Stored data entries

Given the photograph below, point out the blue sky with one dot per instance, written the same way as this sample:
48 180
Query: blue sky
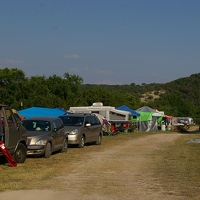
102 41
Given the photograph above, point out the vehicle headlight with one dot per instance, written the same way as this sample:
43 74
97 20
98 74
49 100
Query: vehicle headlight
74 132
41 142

--

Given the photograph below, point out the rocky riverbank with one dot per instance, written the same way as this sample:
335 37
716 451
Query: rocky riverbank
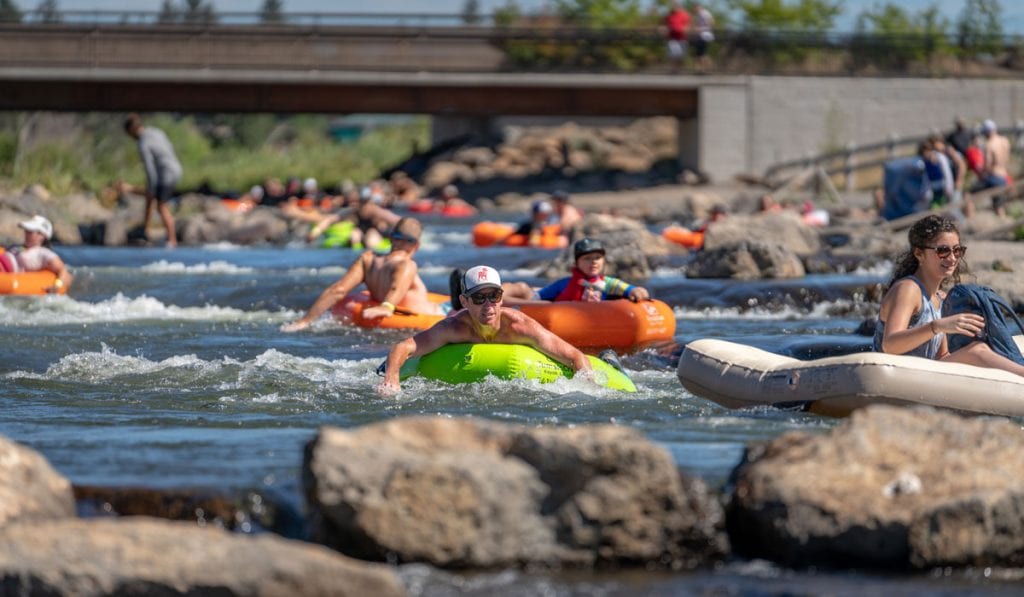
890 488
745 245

==

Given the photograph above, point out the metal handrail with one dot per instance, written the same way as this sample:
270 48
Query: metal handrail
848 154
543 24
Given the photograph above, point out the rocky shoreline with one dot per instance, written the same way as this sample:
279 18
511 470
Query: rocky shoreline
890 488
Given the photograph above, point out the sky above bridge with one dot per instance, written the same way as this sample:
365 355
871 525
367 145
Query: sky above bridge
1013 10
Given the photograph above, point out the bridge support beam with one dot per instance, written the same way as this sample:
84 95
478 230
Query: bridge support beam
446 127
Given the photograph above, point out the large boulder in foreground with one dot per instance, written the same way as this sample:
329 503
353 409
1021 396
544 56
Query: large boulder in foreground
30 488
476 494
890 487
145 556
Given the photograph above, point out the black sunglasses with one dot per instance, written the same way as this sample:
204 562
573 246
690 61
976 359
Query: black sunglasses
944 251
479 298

▶ _Do this_: Pick out each row above containing the string "point" and copy every such line in full, matching the uppercase and lowercase letters exactly.

▶ _Result of the exercise_:
Given the photograph below, point out the blue sky with one dot per instance, written the same way as this sample:
Given the photograph above, point out the vehicle headlight with one dot per instance, written the same way as this sample:
Given the photograph below, point out the rocky riverbank with one dot per instance, written the same way as this sample:
Given the photograph above, point out the metal handrail with one dot per instance, written the same way as this sample:
Given the photograph above, point out the rocky shoreline with one dot per instance, written the same way as this sample:
Given the photograph above, point out the sky above bridge with one dot per instance, written the same way as this sample:
Given the photograph above, point out the bridge support beam with one dot per instance, written the same way as this sample:
Given the photograph above, point out the large boulder in foreground with one dot per instance, written the same way as this sample:
Given the photograph above, point out the black sunglasses with one dot per instance, written the same way as this sample:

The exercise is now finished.